◆ Goal
From the listing below, pick out every line that contains the word "branch" and copy each one unchanged.

◆ Dataset records
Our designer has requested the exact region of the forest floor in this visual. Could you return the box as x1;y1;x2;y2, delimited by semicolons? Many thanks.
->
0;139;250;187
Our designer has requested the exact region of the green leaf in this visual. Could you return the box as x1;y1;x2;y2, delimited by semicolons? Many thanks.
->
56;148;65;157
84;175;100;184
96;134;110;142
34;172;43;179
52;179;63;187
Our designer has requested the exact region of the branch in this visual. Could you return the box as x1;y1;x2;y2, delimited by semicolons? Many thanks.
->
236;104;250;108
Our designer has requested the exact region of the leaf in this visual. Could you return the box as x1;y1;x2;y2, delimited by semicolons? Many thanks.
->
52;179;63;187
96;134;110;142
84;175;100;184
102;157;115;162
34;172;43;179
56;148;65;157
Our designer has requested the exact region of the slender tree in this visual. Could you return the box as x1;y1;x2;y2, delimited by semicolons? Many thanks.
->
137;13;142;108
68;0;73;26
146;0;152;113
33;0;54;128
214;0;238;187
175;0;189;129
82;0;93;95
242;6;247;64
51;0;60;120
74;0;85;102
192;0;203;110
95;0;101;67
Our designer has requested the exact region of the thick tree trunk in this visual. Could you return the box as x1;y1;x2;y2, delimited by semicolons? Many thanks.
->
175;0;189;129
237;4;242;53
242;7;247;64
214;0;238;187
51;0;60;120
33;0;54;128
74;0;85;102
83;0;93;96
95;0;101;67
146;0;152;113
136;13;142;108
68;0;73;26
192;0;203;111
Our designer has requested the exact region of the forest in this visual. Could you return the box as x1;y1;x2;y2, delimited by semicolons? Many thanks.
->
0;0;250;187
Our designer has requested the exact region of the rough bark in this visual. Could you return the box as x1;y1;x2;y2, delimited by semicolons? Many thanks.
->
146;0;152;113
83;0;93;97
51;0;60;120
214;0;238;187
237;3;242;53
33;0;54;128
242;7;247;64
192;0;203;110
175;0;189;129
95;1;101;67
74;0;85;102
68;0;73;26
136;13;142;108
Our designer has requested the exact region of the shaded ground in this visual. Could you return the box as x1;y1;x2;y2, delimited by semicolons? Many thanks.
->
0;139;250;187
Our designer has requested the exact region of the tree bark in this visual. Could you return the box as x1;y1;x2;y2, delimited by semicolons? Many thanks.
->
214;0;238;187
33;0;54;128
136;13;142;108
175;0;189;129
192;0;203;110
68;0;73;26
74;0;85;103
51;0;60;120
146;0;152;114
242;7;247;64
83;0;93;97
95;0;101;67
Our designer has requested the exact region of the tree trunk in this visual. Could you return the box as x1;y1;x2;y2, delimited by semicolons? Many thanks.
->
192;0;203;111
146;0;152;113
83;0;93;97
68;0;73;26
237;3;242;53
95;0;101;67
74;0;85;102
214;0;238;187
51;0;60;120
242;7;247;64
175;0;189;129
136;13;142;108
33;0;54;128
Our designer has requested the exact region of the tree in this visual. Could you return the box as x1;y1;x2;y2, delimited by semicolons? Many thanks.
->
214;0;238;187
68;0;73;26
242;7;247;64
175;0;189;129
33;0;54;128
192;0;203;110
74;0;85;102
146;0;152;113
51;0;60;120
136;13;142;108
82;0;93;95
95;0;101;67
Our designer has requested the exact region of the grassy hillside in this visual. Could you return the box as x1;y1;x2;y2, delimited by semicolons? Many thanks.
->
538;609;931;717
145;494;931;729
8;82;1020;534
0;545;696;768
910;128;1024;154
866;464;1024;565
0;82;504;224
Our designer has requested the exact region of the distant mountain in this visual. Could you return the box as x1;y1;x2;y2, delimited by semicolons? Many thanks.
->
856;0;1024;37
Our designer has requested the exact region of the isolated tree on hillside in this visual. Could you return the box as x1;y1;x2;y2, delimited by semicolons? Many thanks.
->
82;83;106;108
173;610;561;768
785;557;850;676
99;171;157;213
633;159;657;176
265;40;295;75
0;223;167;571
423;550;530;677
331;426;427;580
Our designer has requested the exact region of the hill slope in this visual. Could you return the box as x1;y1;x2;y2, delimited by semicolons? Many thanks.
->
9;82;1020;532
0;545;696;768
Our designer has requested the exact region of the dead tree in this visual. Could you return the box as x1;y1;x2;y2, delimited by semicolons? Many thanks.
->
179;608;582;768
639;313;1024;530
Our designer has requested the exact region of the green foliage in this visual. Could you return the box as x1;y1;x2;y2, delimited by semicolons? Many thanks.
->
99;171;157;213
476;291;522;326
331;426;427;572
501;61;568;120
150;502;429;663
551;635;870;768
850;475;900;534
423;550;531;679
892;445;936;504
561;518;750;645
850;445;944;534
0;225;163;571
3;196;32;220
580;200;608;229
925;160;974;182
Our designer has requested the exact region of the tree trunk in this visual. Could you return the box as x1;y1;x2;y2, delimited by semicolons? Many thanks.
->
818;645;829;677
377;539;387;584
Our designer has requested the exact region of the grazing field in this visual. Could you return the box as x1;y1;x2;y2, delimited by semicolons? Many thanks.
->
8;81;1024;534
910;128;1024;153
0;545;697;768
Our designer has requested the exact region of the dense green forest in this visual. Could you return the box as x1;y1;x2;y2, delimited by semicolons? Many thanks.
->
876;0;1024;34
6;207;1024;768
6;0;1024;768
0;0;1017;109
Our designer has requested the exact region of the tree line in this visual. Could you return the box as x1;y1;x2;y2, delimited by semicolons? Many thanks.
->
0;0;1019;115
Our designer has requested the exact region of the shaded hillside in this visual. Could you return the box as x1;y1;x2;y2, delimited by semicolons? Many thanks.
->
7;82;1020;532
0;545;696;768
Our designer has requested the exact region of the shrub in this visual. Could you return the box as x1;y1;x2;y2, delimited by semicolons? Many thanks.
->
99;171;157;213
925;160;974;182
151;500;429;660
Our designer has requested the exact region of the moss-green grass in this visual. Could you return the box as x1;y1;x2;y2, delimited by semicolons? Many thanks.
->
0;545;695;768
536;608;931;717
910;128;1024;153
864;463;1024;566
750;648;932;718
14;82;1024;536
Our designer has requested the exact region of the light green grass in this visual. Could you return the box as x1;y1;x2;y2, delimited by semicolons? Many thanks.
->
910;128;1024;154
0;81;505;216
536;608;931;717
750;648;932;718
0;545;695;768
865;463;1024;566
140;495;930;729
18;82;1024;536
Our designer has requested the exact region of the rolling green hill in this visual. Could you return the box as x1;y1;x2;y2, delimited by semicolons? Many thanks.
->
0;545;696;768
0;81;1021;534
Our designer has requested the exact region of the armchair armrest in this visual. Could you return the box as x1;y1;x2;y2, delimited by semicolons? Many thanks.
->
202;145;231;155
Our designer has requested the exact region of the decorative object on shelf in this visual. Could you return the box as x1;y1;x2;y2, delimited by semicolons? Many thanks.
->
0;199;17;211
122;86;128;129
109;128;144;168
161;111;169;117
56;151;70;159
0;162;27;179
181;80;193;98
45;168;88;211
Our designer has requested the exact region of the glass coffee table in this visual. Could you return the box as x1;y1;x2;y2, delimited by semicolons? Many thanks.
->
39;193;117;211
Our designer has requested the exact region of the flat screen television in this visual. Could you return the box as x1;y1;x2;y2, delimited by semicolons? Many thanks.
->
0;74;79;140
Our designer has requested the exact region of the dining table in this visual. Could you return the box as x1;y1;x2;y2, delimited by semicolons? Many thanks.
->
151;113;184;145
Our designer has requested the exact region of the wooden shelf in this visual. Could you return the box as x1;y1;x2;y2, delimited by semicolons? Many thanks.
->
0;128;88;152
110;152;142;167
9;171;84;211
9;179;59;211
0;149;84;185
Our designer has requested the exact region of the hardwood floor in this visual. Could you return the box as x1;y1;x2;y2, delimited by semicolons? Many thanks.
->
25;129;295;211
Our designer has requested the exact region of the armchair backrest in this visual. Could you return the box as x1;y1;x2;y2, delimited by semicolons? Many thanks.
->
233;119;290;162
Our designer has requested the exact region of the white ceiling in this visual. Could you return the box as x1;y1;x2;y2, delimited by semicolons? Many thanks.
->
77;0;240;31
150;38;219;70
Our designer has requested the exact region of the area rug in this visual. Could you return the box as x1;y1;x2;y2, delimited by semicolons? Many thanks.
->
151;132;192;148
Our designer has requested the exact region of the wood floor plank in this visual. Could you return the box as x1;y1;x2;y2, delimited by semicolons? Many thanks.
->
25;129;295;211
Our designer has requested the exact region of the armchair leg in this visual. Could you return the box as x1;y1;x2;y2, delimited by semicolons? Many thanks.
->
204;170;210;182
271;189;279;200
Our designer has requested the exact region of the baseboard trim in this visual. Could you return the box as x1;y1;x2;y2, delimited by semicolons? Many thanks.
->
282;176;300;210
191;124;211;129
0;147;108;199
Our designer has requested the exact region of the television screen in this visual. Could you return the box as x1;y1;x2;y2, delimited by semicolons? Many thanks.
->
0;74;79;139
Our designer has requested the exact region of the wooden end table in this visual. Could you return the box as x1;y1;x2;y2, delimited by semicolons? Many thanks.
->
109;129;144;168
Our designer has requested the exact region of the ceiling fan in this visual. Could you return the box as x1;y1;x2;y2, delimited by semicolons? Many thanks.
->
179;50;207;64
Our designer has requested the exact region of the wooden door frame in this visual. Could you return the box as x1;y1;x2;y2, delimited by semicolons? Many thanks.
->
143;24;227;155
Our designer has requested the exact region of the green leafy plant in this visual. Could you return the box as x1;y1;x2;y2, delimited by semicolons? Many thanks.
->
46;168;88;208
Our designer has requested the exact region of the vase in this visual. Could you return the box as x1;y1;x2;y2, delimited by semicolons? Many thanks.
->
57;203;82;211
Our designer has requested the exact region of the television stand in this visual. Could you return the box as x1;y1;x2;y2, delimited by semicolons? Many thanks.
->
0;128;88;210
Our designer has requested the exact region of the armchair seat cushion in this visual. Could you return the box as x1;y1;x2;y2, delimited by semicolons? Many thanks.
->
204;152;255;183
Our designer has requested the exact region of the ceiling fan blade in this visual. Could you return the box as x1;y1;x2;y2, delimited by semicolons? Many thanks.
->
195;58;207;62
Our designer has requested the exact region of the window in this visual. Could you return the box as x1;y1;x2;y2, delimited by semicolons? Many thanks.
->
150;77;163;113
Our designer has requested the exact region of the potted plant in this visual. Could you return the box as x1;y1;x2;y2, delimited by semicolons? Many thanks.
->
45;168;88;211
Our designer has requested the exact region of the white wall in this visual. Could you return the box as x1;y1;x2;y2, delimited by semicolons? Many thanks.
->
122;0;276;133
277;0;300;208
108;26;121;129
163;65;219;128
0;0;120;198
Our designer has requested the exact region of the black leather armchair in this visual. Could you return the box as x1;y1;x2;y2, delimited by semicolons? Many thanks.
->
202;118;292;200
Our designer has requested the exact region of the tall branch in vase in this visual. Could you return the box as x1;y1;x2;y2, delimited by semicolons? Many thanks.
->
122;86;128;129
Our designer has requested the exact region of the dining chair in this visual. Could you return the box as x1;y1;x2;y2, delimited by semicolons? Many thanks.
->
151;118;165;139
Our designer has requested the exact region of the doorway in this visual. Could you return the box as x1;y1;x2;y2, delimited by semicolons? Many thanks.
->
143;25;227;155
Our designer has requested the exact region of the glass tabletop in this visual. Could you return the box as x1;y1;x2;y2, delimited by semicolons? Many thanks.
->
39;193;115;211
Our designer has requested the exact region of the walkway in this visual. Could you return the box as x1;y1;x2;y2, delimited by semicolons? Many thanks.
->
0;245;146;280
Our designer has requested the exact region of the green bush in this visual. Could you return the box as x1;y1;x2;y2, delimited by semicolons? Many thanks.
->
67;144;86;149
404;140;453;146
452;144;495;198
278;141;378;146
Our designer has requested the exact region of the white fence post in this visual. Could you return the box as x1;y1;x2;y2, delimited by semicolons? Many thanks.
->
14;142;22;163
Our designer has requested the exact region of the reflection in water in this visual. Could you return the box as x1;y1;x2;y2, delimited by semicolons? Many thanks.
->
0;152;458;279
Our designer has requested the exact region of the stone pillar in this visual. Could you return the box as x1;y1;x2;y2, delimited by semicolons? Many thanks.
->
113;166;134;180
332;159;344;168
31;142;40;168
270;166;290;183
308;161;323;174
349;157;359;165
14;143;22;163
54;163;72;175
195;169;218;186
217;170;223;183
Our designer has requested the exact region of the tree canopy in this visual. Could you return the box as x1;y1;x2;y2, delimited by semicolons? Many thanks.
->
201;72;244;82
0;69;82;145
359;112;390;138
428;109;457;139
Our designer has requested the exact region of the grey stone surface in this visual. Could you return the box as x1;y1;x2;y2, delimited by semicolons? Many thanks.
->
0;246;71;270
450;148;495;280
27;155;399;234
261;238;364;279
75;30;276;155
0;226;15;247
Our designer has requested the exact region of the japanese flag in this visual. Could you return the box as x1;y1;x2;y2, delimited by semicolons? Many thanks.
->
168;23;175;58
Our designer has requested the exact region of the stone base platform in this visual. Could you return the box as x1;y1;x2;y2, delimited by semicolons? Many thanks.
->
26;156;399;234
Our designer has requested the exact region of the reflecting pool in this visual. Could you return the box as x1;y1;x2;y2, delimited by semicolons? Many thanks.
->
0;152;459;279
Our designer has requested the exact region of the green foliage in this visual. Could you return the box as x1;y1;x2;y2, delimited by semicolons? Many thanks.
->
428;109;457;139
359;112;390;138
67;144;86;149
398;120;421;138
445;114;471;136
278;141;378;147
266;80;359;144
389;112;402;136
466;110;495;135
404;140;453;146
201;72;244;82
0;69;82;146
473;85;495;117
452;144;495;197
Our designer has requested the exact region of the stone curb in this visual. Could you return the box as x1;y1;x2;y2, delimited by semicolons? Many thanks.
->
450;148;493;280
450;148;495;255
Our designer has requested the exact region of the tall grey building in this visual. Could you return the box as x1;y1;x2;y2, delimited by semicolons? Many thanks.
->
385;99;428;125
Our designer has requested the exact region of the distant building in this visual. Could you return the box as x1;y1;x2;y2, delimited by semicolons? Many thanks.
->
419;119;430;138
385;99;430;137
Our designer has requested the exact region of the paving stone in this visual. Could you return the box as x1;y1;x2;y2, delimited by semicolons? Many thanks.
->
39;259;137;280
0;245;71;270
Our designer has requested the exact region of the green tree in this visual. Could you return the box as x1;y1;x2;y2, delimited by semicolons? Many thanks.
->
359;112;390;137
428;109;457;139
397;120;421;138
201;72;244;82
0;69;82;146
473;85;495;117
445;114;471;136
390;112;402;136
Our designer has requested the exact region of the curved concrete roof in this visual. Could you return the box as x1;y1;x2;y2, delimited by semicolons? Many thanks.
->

◆ The solution
Our designer has requested the exact region of the branch in this visual. Could you return the box as x1;y1;x2;y2, delimited by semicolons? Many thanks.
Our designer has requested the exact region of the tall branch in vase in this visual. Could you return the box as x1;y1;x2;y2, delimited by semicolons? Many thanks.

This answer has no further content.